EXCERPTED DATA:
* * * *

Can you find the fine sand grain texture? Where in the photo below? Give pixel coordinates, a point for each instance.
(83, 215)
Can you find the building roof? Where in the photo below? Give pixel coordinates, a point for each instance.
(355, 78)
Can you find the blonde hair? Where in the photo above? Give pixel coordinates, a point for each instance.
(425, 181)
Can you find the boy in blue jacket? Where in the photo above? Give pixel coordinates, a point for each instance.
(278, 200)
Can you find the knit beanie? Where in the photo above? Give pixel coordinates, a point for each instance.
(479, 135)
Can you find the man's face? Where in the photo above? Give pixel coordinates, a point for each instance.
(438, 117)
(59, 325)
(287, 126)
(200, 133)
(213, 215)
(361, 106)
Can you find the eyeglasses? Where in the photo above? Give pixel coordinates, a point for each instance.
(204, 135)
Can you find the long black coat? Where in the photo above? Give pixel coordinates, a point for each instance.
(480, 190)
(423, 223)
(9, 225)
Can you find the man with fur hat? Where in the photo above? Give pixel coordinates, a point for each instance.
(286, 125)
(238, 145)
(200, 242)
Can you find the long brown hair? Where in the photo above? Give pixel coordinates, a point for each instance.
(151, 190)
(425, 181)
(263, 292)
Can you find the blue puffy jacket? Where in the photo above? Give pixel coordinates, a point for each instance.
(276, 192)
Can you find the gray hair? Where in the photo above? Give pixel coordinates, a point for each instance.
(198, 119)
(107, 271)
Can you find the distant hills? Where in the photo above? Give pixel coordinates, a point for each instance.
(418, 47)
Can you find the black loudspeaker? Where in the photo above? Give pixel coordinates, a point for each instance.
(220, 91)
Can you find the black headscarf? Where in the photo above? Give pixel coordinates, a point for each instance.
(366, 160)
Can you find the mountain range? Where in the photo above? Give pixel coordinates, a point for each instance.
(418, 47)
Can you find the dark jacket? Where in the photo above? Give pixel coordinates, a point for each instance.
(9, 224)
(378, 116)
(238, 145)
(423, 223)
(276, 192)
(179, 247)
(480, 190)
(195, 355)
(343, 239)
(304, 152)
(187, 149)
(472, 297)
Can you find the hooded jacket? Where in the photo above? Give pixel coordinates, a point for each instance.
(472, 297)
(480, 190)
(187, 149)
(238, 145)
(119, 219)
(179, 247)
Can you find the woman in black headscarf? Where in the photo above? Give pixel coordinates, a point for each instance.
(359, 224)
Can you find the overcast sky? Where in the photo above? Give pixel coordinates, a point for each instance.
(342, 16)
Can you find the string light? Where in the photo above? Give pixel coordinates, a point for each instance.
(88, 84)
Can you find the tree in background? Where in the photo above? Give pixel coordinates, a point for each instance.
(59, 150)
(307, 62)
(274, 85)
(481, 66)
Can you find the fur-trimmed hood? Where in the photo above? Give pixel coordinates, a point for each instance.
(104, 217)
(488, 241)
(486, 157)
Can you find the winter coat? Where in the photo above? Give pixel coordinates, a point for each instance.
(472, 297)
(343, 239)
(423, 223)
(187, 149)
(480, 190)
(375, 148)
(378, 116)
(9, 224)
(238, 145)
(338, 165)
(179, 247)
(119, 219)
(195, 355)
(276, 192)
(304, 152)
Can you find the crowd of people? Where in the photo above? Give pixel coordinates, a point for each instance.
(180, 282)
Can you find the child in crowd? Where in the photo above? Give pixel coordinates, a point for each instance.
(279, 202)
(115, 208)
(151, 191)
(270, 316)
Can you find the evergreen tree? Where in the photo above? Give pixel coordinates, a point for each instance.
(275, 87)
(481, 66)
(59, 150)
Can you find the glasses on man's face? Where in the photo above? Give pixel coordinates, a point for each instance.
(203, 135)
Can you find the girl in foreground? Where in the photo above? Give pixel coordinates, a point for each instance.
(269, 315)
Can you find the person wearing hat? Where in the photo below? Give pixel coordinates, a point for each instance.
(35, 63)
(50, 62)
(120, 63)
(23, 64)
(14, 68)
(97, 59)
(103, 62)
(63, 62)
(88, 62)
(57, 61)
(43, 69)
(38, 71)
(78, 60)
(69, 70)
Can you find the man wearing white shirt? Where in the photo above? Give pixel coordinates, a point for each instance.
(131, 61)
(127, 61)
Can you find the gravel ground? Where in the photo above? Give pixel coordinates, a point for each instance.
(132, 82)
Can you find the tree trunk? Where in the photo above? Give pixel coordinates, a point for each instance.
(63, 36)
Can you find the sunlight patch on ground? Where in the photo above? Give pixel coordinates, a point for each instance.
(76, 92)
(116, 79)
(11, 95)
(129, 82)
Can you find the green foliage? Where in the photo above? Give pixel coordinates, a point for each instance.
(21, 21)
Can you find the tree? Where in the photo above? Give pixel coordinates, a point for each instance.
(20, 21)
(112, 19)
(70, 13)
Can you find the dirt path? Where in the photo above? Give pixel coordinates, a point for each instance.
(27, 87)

* * * *

Copy all of the data exactly.

WRITTEN SOLUTION:
Can you find the fine sand grain texture? Where in the photo below? Give pixel coordinates, a point for each instance.
(83, 215)
Can you find the building roof? Where in the photo below? Give pixel coordinates, a point for each instance.
(355, 78)
Can you find the blonde hair? Where in the photo above? Give pixel coordinates, a point for each instance.
(425, 181)
Can you find the boy in blue jacket? Where in the photo above? Give pixel coordinates, a point for each instance.
(278, 200)
Can you find the knit beanie? Where in the photo above? Give pixel coordinates, a point for each instance.
(479, 135)
Can you find the man's face? Where in the photo above? Give pixel coordinates, a point for each instance.
(438, 117)
(59, 325)
(287, 126)
(200, 133)
(213, 215)
(361, 106)
Can you find the eyeglasses? Where in the photo above? Give pixel coordinates, a point for each instance.
(204, 135)
Can you find the long black coat? Where in the photo above? Give pixel coordinates, a point for each instance.
(480, 190)
(423, 223)
(9, 225)
Can you find the man with fur hat? Where in the photo above? Give pixel coordinates, a point for each instance.
(286, 125)
(238, 145)
(200, 242)
Can you find the long brown hair? Where in the photo above? Give pixel coordinates, a point for each instance.
(151, 190)
(425, 181)
(263, 292)
Can you find the blue puffy jacket? Where in the photo above? Give pixel coordinates, a point for each instance.
(276, 192)
Can you find the gray hair? Where in the photo above? Give pixel coordinates, a point for each instance.
(198, 119)
(107, 271)
Can you find the distant hills? Where in the photo above? Give pixel coordinates, a point for each instance.
(418, 47)
Can you find the black loudspeaker? Where in the photo above? Give pixel coordinates, a point for each instance.
(220, 91)
Can you find the black headscarf? Where in the photo above? Give pixel coordinates, a point for each instance.
(366, 160)
Can you find the mountain range? Where in the photo above? Give pixel coordinates, a point for each instance.
(418, 47)
Can you find the dark jacket? Where in the photo above? Give pixel coordinates, a point for each instance.
(9, 224)
(378, 116)
(238, 145)
(423, 223)
(276, 192)
(179, 247)
(480, 190)
(195, 355)
(343, 239)
(304, 152)
(187, 149)
(472, 297)
Can you find the hooded jacket? Where in the photo above? Give pixel coordinates, a point for each instance.
(472, 297)
(480, 190)
(187, 149)
(238, 145)
(119, 219)
(179, 247)
Can you find the woman in black headscarf? Where in the photo above? Give pixel coordinates, a point for each instance.
(359, 224)
Can you find the overcast sky? Where in the photo above? Give pixel coordinates, a point for each instance.
(342, 16)
Can you find the string light? Where in the photo above? Give pixel coordinates, a point for each instance.
(88, 84)
Can you find the tree in background? Where in the photo above? Give pixel coordinates, a point for each instance.
(59, 150)
(307, 62)
(274, 85)
(481, 66)
Can you find the fur-trimmed hood? Where in the photo above? Give pixel coordinates, a point for each instance.
(104, 217)
(488, 241)
(486, 157)
Can you find the winter coat? Where in the photo above? Give pixel coordinates, a point for each instance.
(472, 297)
(343, 239)
(423, 223)
(187, 149)
(480, 190)
(375, 148)
(378, 116)
(9, 224)
(238, 145)
(338, 165)
(179, 247)
(119, 219)
(195, 355)
(276, 192)
(304, 152)
Can you find the crowd of people? Where in the photo above? Give pixel coordinates, a point for each instance.
(180, 282)
Can you find the child in crowd? Where in the photo above? Give pixel coordinates, a point for each instance.
(279, 202)
(115, 208)
(151, 191)
(270, 316)
Can you find the evergreen tree? Where in the photo above? Give pixel coordinates, a point for each instance.
(275, 87)
(481, 66)
(59, 150)
Can you find the glasses on man's face? Where in the photo above? Give pixel coordinates, a point for each instance.
(203, 135)
Can you find the girl in foreground? Where in the photo above? Give pixel coordinates, a point for each instance.
(269, 315)
Can you find the person wearing hat? Where in the photo below? Give pixel coordinates, a point for each instance.
(35, 63)
(50, 62)
(120, 63)
(23, 64)
(14, 68)
(97, 59)
(103, 62)
(63, 62)
(88, 62)
(57, 61)
(43, 69)
(38, 71)
(78, 60)
(69, 70)
Can you find the man wearing white shirt? Where in the photo above? Give pixel coordinates, a point for each instance.
(131, 61)
(127, 61)
Can you find the gravel ground? Where in the photo above? Give pixel coordinates, a point for each instance.
(132, 82)
Can you find the tree trunk? Where in the photo above? Give pixel coordinates, a point for each instance.
(63, 36)
Can you find the sunlight patch on ground? Where in the photo above? Give pixel coordinates, a point for each instance.
(76, 92)
(116, 79)
(11, 95)
(129, 82)
Can you find the green foliage? Where in the photo above? Give pixel coordinates, a point for each instance.
(21, 21)
Can you find the tree? Where in the photo above? Give pixel coordinates, a point for each instance.
(20, 21)
(112, 19)
(70, 13)
Can you find the dirt path? Where in the photo above? Give pixel coordinates, a point for each instance.
(27, 87)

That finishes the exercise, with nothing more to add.